▶ [Task]: Copy the passage about air monitoring around the Suncor refinery from "There will be" up to and including "operational by Jan. 1.", changing "shelters" to "enclosures".
---- Passage to read
Even with the new monitoring and potentially more restrictive permits coming, neighbors remain leery about Suncor’s willingness to change and the government’s will to force the company into compliance.
“The city and county did nothing for the community while Suncor was running with expired permits for years,” Commerce City resident Lucy Molina said in an interview with The Denver Post.
And Suncor never bothered to monitor or report itself until community pressure picked up over the last few years, she said.
“Self-regulation does not work. Self-monitoring does not work. They’ve been doing that for a century,” Molina said. “As a community, as an impacted citizen, can I trust Suncor? Absolutely not. Can I trust the state? Absolutely (expletive) not.”
Last June, Gov. Jared Polis signed a law that requires Suncor and other industrial facilities in Colorado that reach a specific threshold for releasing toxins into the air to establish monitoring plans around their perimeters. Suncor was required to create its monitoring program ahead of three other companies that will be affected by the law.
Suncor will build sheltered stations along the refinery’s fenceline that will monitor benzene, hydrogen sulfide and hydrogen cyanide emissions.
Instruments inside those stations will project light beams along the fenceline that will hit mirrors and bounce lightwaves back to an analyzer, which will detect chemicals in the air based on light absorption, Suncor officials said during Wednesday’s presentation.
There will be 10 analyzers inside five shelters around the refinery’s nearly 3.4-mile perimeter, and results will be shared in near real-time on a website that will be in English and Spanish. The system must be operational by Jan. 1.
The company also must establish an emergency notification system so that people who live near the refinery can receive alerts when toxic emissions exceed permitted levels.
In August, Suncor stood up a self-monitoring program by installing nine air monitoring stations within three miles of the plant and creating a van decked out with the latest air sensors to roam neighborhoods near the plant.
The company hired Montrose Environmental to run the monitoring stations and report the emissions its instruments record. That information is updated online at ccnd-air.com.
The fixed monitoring stations are measuring carbon monoxide, sulfur dioxide, hydrogen sulfide, nitrogen oxide, nitrogen dioxide, particulate matter and total volatile organic compounds, while the van periodically measures ethane, ethene, propane, benzene, toluene, ethylbenzene, xylene and hydrogen cyanide.
During a February media briefing on the new program, Donald Austin, vice president of Suncor’s Commerce City refinery, said the data will help the company understand air quality conditions around the facility. It was important, he said, to hire an independent company to do the work.
“This has got to be science-based and we’ve got to have independent experts,” Austin said. “This brings credibility to the process.”
Suncor is committed to continually improving the air-monitoring program, he said, and the company will let the data guide the program and the company’s response.
After years of violations on how much and what kinds of pollutants the company emits, the refinery’s neighbors are skeptical of Suncor’s self-monitoring program.
As part of a $9 million settlement for air pollution violations, Suncor gave money to a community group that also is monitoring air quality in neighborhoods around the plant.
Cultivando, a nonprofit Latino advocacy group, is monitoring Suncor’s air emissions through one fixed station and a trailer with monitoring equipment that can be moved around the community. The group puts the findings on its website — bouldair.com/commerce_city.htm — in real-time.
The group also places measuring devices in homes and schools.
The Cultivando trailer recently parked in Molina’s yard. She was thrilled to have it measuring Suncor’s emissions, which she blames for generations of health problems in her family.
“Seeing that in my yard, I was like, ‘OK, it’s real,’” Molina said. “Standing together and being united, we can bring environmental justice.”
--------
---- Provided information
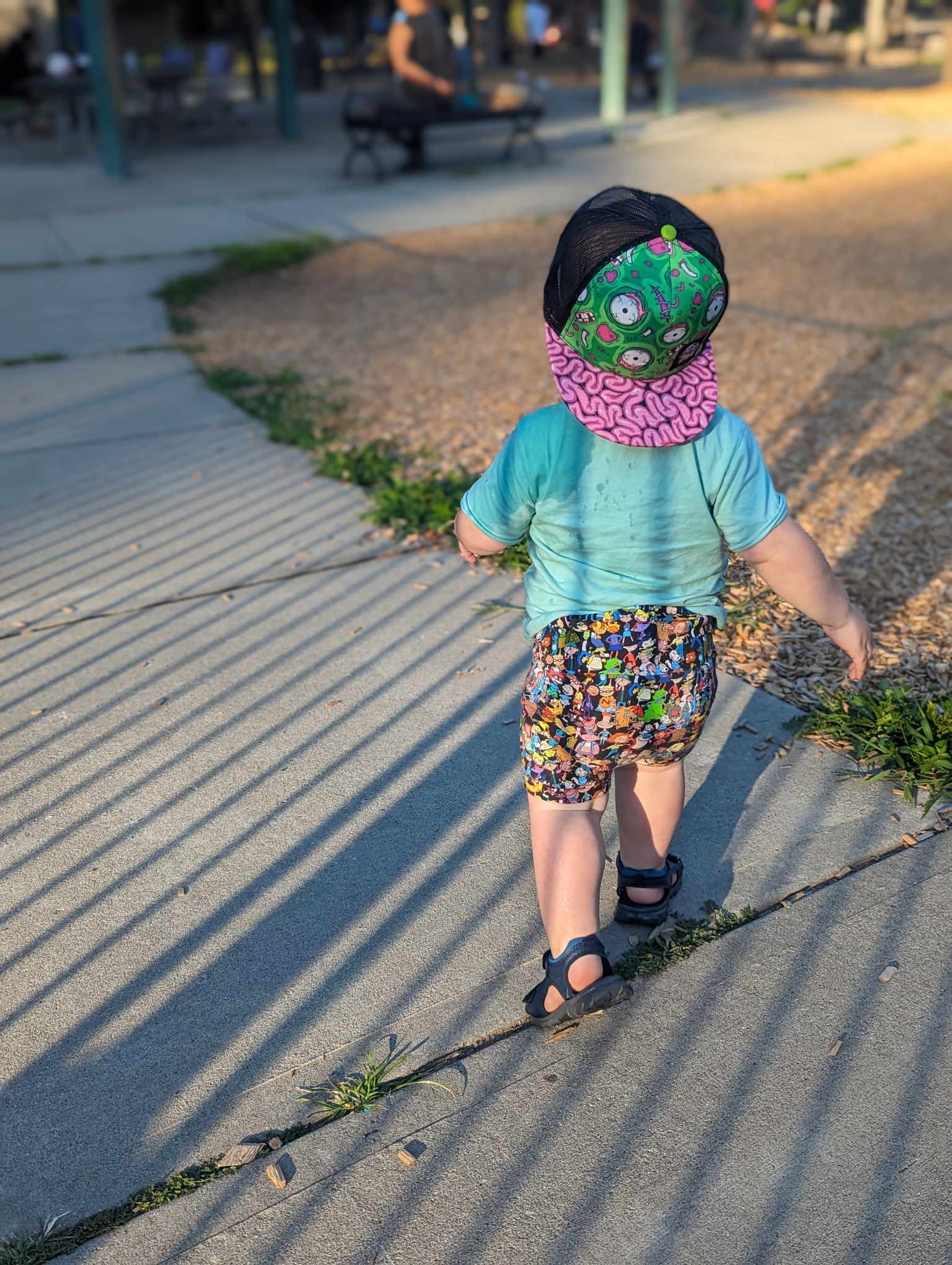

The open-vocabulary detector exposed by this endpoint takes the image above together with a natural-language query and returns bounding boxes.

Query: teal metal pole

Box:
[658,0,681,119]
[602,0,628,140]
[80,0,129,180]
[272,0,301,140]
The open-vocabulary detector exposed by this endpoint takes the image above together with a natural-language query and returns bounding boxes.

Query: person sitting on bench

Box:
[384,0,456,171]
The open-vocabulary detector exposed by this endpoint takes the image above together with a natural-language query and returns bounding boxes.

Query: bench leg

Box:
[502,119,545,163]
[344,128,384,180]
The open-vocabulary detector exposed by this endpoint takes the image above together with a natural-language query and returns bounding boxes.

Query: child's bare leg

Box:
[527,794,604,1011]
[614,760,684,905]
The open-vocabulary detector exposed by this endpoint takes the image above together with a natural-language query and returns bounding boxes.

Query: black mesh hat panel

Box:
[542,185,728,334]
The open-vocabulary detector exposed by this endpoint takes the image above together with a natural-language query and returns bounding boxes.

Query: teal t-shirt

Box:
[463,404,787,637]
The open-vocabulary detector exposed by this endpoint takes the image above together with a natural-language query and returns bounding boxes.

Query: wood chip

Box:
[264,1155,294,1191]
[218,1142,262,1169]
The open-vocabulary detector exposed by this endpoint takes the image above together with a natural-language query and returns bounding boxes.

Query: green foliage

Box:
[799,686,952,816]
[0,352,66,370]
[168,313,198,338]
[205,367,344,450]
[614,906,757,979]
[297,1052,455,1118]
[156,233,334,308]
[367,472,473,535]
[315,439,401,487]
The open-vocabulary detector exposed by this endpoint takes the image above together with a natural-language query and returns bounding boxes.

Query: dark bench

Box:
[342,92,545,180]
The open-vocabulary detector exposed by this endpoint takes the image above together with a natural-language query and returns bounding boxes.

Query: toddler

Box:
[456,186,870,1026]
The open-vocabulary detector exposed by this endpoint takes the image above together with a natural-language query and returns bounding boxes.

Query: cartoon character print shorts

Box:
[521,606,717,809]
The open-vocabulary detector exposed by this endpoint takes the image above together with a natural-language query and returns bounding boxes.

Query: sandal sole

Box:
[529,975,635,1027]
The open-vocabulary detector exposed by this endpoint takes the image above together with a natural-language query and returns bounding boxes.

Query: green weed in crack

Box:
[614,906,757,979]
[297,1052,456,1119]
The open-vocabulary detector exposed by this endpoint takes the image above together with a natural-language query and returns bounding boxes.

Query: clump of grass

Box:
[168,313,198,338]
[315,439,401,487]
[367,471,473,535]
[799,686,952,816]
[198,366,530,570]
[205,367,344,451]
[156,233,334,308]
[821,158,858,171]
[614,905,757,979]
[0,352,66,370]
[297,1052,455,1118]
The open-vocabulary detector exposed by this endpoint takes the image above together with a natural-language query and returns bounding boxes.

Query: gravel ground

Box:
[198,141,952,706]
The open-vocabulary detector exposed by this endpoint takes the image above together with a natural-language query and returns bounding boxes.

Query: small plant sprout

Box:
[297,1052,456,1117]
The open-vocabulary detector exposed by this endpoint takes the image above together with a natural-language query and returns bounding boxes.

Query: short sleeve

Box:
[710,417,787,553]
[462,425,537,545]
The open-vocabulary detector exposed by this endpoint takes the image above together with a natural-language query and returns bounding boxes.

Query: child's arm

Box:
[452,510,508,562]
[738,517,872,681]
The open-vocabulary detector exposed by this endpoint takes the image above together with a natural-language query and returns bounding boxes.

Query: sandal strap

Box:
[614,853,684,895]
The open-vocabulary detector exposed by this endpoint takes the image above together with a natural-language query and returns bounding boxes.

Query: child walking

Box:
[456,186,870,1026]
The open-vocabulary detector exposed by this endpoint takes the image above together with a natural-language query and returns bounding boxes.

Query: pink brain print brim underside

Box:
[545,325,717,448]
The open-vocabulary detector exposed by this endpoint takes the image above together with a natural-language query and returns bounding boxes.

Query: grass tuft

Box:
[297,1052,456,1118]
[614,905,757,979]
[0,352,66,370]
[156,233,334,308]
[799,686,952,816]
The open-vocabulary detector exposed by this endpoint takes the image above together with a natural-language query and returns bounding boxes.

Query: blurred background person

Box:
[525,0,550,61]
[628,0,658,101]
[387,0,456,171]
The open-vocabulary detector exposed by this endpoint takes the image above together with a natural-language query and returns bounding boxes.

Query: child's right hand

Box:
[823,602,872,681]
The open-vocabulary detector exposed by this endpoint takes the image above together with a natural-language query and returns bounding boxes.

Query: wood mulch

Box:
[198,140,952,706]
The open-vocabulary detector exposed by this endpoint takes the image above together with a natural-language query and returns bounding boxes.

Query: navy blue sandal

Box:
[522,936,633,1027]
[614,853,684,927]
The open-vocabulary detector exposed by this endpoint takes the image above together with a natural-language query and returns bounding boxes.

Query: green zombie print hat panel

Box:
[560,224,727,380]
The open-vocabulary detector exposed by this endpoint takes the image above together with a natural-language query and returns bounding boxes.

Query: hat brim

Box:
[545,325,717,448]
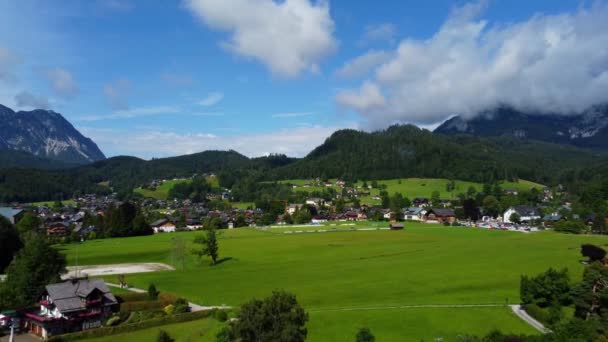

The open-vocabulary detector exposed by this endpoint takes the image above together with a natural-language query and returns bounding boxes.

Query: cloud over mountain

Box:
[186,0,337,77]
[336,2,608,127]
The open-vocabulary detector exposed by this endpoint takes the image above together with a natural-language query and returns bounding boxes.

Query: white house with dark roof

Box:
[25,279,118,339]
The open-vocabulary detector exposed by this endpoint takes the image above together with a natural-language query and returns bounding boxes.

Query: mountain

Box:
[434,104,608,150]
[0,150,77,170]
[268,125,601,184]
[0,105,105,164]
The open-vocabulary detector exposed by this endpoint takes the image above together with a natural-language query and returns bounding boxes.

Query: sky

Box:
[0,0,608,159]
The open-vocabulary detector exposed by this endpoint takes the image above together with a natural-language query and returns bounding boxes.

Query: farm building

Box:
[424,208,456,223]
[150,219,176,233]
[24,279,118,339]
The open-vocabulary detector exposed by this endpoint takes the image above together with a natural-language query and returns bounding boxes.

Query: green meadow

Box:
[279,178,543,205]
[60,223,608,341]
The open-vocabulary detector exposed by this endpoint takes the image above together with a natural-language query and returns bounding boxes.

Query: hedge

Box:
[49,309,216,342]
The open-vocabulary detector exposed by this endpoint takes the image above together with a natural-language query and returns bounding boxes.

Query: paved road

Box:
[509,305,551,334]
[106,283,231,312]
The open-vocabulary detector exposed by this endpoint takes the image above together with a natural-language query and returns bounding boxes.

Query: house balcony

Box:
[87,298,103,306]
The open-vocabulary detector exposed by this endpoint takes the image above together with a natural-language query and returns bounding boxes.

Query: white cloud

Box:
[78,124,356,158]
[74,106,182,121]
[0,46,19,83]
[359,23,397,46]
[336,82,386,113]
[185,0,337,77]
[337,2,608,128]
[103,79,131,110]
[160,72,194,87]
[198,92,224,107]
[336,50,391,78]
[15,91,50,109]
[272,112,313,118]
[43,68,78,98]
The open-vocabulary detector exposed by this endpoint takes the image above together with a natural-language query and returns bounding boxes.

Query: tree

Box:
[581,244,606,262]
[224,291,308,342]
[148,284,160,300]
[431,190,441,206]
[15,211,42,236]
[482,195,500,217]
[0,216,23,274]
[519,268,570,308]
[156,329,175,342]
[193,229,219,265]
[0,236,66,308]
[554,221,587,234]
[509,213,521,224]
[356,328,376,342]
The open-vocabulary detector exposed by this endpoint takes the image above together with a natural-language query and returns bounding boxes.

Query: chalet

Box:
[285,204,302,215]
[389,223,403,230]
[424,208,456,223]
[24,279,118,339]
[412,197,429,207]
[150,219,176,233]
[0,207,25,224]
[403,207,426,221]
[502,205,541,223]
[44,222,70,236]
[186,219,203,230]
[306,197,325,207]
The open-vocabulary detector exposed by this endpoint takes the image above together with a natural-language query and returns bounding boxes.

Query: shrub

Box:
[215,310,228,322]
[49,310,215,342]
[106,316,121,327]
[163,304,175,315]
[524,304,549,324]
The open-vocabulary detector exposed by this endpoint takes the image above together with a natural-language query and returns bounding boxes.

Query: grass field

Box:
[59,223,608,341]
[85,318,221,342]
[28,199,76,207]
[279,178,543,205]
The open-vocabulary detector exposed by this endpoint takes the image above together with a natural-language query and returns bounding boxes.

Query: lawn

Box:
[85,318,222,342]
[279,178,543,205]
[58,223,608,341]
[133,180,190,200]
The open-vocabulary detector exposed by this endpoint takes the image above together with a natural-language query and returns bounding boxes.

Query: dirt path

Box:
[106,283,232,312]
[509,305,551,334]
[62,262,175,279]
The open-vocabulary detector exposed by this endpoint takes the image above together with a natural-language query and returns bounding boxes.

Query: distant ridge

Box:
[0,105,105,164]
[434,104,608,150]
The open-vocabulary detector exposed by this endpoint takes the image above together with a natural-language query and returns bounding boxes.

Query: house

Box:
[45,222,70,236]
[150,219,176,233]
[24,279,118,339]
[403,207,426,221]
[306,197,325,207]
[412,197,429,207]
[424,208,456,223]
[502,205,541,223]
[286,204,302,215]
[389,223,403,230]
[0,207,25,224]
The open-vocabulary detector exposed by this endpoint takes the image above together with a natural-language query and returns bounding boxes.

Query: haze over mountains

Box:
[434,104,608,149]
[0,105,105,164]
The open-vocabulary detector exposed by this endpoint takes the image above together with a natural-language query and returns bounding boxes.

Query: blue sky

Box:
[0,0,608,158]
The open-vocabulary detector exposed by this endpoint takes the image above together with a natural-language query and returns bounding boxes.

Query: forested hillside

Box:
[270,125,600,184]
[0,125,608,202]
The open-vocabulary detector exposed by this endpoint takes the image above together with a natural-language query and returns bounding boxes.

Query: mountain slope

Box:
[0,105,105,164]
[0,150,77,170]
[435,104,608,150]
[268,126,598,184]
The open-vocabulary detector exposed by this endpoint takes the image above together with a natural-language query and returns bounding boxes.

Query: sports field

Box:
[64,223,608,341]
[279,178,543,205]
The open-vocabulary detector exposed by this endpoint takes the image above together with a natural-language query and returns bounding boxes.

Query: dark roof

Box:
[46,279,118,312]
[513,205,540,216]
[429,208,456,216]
--------
▶ [Response to this task]:
There will be 10 analyzers inside five enclosures around the refinery’s nearly 3.4-mile perimeter, and results will be shared in near real-time on a website that will be in English and Spanish. The system must be operational by Jan. 1.